(What needs to be done) Please write out all the lines below again without the pictures, adding 80 to every coordinate value in the answers.

--- Begin Extracted data ---

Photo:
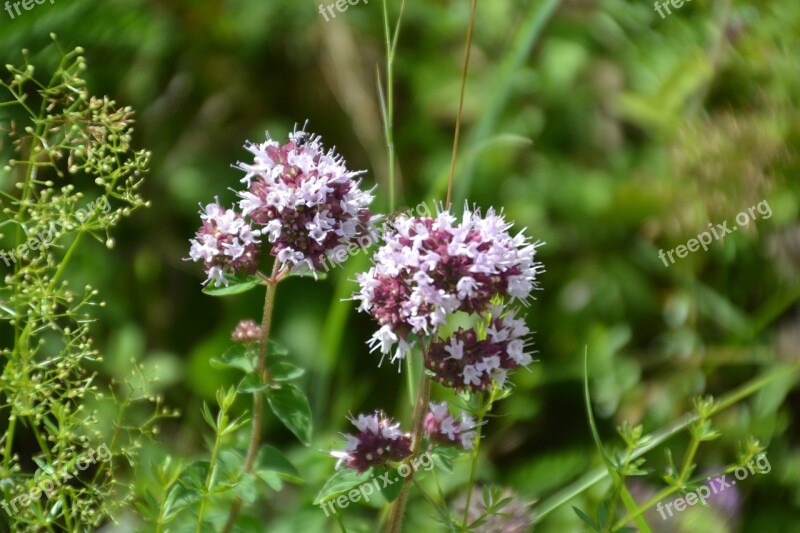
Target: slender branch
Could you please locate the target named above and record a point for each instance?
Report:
(600, 473)
(258, 396)
(457, 135)
(482, 411)
(395, 523)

--- End Extracted data ---

(Complete output)
Photo:
Target: slender branch
Could you please locate the target named above and record a point for each instance?
Report:
(680, 553)
(338, 476)
(537, 215)
(562, 491)
(475, 603)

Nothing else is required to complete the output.